** Start of Provided text **

A class of decisions made repeatedly by an engine, where the decision logic varies by configuration but the engine’s structure doesn’t.

A configuration that can be expressed declaratively — combinations of named primitives, bounded by a schema.

An invariant that “the decision logic is a pure function of its inputs” is enforceable and worth enforcing.

A need for safe iteration on the decision logic without redeploying the system.

Anywhere those four conditions hold, the YAML-plus-Pydantic-plus-hot-reload pattern earns its keep. I’ve reached for variants of it in restaurant-tech pricing rules and, years ago, in industrial control logic. Different domains, same underlying architecture.

Where it doesn’t fit: systems where the decision logic legitimately requires per-decision state, where the configuration is too complex for declarative expression, or where reloading rules at runtime is a safety concern rather than a benefit (most physical-world control systems fall here).

** End of Provided text **

**To-do list**:
(1) In the passage on the YAML-plus-Pydantic-plus-hot-reload pattern, which two domains does the writer name as places where variants of the pattern were used?
(2) Write the next paragraph of the passage on the YAML-plus-Pydantic-plus-hot-reload pattern, picking up after its final sentence.

** Start of Given information **

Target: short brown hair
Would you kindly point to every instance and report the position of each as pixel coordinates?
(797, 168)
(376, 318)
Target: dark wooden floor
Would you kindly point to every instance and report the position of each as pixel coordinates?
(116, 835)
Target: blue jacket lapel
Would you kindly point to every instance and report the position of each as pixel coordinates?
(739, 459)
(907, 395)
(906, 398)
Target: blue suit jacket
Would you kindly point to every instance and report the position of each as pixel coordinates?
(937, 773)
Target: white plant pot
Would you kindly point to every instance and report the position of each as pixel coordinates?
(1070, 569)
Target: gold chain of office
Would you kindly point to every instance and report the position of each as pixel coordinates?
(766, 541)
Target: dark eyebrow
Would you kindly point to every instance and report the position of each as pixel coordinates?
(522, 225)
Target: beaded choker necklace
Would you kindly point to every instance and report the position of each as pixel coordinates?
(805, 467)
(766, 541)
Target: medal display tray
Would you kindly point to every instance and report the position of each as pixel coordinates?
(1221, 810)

** End of Given information **
** Start of Given information **

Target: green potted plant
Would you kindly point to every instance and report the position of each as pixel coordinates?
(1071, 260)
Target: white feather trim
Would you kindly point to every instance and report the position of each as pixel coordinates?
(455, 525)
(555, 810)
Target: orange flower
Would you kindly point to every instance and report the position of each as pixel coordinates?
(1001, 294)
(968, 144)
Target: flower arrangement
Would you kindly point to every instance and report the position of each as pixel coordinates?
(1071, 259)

** End of Given information **
** Start of Given information **

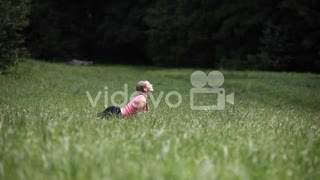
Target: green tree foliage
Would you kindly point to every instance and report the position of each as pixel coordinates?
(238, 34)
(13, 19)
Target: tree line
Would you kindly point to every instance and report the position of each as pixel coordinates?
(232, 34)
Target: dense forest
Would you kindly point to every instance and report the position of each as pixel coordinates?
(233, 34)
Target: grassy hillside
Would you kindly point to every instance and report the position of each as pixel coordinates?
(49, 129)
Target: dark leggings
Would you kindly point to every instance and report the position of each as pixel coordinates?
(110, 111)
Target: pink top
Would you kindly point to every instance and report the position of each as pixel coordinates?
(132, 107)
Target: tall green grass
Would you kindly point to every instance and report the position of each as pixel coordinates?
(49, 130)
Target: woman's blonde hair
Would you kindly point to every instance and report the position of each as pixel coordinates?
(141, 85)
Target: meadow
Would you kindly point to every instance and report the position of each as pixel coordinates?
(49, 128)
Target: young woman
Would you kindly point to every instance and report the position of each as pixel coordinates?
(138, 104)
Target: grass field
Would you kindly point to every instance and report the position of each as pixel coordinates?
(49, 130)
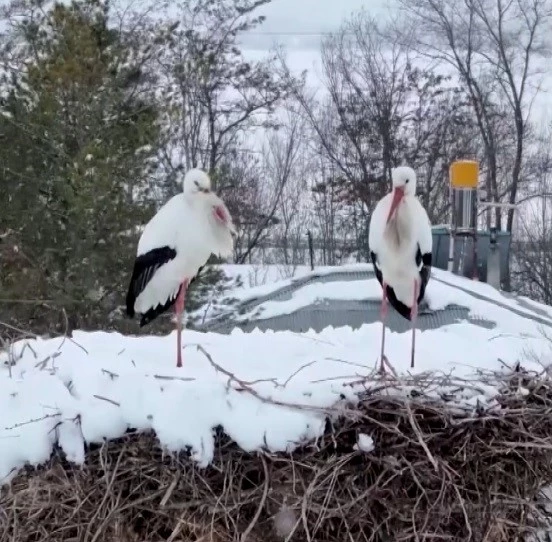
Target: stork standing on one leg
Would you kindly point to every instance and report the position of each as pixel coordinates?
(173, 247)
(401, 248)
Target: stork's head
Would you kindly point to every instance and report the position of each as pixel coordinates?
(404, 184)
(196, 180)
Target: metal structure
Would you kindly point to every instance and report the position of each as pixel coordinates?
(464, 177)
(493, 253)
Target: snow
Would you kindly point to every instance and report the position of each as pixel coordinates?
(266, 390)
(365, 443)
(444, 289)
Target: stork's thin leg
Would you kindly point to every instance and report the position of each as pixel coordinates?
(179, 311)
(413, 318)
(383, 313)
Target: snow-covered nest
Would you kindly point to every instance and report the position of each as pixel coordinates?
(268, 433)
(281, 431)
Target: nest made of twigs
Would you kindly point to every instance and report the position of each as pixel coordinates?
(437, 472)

** End of Given information **

**Answers to the exercises**:
(1) Restaurant-tech pricing rules and industrial control logic.

(2)
The summary

Strategies are data, not code. The rule evaluator is a pure function. The configuration is validated, hot-reloaded, and versioned. Backtesting and live execution share the same parsed rules because there’s no per-strategy code path to diverge.

The architecture is straightforward. The discipline of staying inside the constraints is harder than the architecture is. The payoff is iteration speed and structural correctness — the right combination to optimize for in any system where the strategy is the product and the engine is infrastructure.

That’s the case.